(Entries from a dataset)
+-------+

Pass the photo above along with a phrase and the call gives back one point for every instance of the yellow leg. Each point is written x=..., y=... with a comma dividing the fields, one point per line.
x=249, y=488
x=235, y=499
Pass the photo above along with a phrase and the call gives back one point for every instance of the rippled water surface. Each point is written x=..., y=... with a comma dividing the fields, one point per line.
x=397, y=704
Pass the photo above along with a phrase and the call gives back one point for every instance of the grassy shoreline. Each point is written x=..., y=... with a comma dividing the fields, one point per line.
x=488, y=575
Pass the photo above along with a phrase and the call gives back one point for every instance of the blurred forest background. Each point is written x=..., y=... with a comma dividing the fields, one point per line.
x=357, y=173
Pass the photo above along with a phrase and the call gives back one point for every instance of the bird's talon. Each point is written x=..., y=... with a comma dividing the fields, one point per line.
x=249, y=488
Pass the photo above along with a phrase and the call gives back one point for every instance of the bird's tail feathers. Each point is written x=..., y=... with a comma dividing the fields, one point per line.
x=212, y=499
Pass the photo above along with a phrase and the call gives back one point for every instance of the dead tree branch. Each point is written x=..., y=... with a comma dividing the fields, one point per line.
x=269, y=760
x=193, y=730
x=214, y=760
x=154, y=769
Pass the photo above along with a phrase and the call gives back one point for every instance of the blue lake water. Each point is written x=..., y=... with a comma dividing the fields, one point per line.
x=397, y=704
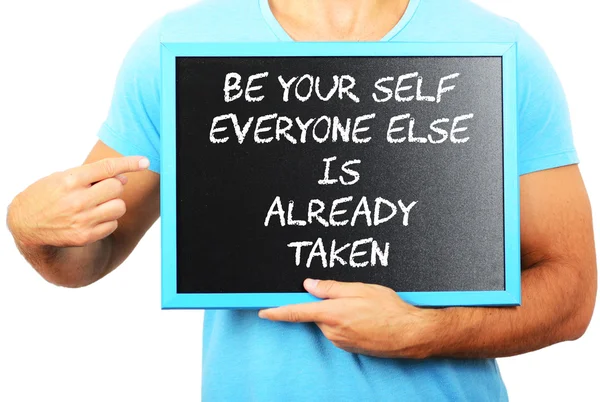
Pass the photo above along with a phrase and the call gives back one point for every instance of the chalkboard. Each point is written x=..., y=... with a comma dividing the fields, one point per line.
x=380, y=163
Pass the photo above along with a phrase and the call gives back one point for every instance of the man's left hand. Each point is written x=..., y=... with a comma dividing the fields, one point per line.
x=364, y=318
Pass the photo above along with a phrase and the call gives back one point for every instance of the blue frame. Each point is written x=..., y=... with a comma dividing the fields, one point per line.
x=169, y=51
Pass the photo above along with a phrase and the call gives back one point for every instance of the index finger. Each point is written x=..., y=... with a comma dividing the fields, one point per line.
x=304, y=312
x=110, y=167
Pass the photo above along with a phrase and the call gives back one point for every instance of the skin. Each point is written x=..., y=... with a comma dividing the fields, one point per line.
x=76, y=226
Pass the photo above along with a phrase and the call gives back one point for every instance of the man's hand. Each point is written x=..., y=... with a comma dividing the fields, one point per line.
x=363, y=318
x=73, y=208
x=73, y=227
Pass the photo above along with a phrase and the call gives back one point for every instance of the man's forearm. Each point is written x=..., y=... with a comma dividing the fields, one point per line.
x=65, y=266
x=557, y=303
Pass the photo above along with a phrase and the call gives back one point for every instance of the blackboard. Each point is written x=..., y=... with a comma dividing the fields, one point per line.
x=364, y=166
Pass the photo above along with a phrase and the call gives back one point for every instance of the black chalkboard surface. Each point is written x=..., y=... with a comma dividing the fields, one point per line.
x=380, y=169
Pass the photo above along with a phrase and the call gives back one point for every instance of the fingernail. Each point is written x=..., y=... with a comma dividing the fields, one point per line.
x=144, y=163
x=311, y=284
x=122, y=178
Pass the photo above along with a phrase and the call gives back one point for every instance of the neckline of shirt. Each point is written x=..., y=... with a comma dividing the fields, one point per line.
x=282, y=35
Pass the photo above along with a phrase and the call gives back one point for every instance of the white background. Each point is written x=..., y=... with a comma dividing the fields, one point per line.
x=110, y=341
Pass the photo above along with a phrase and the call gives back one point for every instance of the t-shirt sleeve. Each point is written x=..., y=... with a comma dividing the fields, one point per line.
x=544, y=128
x=132, y=126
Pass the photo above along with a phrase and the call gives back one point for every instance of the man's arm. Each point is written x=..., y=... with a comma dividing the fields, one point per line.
x=559, y=279
x=73, y=240
x=559, y=282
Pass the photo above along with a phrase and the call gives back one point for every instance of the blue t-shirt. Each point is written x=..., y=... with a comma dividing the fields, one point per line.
x=247, y=358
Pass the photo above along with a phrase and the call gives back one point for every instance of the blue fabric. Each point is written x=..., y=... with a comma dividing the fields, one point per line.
x=246, y=358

+-------+

→ Exercise instructions
Rewrite all of the material above, changing every "a comma dividing the fields" to "a comma separating the fields" and leaving everything else as it is. Leave the pictures out of your version.

→ Expected answer
Pass the photo above along with a phrase and the call gives back one point for every instance of the yellow leg. Each point is written x=..., y=... with a comma separating the fields, one point per line.
x=249, y=488
x=235, y=499
Pass the photo above along with a phrase and the call gives back one point for every instance of the rippled water surface. Each point is written x=..., y=... with a comma separating the fields, one point per line.
x=397, y=704
Pass the photo above along with a phrase and the call gives back one point for every instance of the grassy shoreline. Each point is written x=..., y=... with a comma separating the fields, one point per line.
x=488, y=575
Pass the photo above along with a phrase and the call gives back one point for every instance of the blurred forest background. Each point is written x=..., y=... with a comma separating the fields, one point per line.
x=357, y=173
Pass the photo above along with a phrase and the call gives back one point for every instance of the bird's talon. Each point is written x=..., y=... with a comma separating the fields, one point per line.
x=249, y=488
Pass the photo above along with a phrase and the call gives back one point for every instance of the bird's tail feathers. Each point is written x=..., y=... with a comma separating the fields, one point per line.
x=212, y=499
Pass the photo above along with a phrase and the call gives back one point for every instance of the dead tree branch. Each point is written x=..., y=... with a comma separating the fields, one point per line.
x=269, y=760
x=193, y=730
x=214, y=760
x=154, y=769
Pass the photo above along with a phrase and the call gives back one point for every instance of the blue lake water. Each point is written x=..., y=... with a comma separating the fields, one point per line.
x=397, y=704
Pass the photo above along with a phrase and the call gives back one point for every instance of the chalkboard. Each point is written x=..., y=... with a comma separating the fields, one point per line.
x=380, y=163
Pass the photo above along with a phrase and the call gives back one point for every instance of the man's left hand. Each point is written x=..., y=... with a comma separating the fields, one point per line.
x=364, y=318
Pass the photo above along with a phrase and the call gives back one point for every instance of the blue frame. Each point is written x=..., y=... with a comma separating the fields, one point per line.
x=169, y=51
Pass the photo above along with a phrase and the call gives back one point for every instance of the index finger. Each point is written x=..., y=... with a comma separating the fields, one point per line.
x=304, y=312
x=110, y=167
Pass the photo above along with a phrase and the call gives back one point for every instance of the skin. Each point is written x=..., y=... with a comma separating the fields, one point per line.
x=76, y=226
Pass the photo above along with a phrase and the call gives back one point for every instance of the man's hand. Each point is written x=..., y=... with a comma separating the fields, one point per line.
x=363, y=318
x=73, y=208
x=73, y=227
Pass the photo above along with a phrase and the call gives back one point for every instance of the man's forearm. Each point is written x=..., y=... with a comma separating the fields, one point per line.
x=65, y=266
x=557, y=303
Pass the photo above along with a phrase and the call gives back one point for every instance of the blackboard. Each point is written x=..., y=... with a comma separating the fields, one point per line.
x=364, y=166
Pass the photo above along with a phrase and the call gives back one point for every instance of the black chalkboard surface. Each point is written x=..., y=... with a comma separating the fields, one point per line.
x=380, y=169
Pass the photo above along with a phrase and the call gives back one point for every instance of the fingernail. Each point is written x=..., y=... with a comma separating the fields, one point per line.
x=144, y=163
x=311, y=284
x=122, y=178
Pass the photo above along with a phrase and the call gives back one point for every instance of the neckline of shirt. Each point is written x=..., y=... with a comma separating the fields, one point per line.
x=282, y=35
Pass the photo above along with a phrase and the call gives back one point for every instance of the white background. Each point is written x=..., y=... with a comma separating the fields, one point per line.
x=110, y=341
Pass the photo above along with a phrase and the call gives back one point for every instance of the t-shirt sleeve. Each point is written x=..., y=... with a comma separating the fields, one point per line.
x=544, y=128
x=132, y=126
Pass the photo above along with a phrase and the call gives back one point for every instance of the man's arm. Each point is written x=..., y=... with a comma separating the fields, one point per line.
x=559, y=279
x=73, y=240
x=559, y=282
Pass the photo above along with a phrase and the call gives back one point for every instance of the blue t-shirt. Each point is written x=..., y=... with a comma separating the fields, one point per line.
x=247, y=358
Pass the photo above along with a phrase and the call gives back one point for every instance of the blue fabric. Each point is written x=..., y=... with a comma separating the fields, one point per line.
x=246, y=358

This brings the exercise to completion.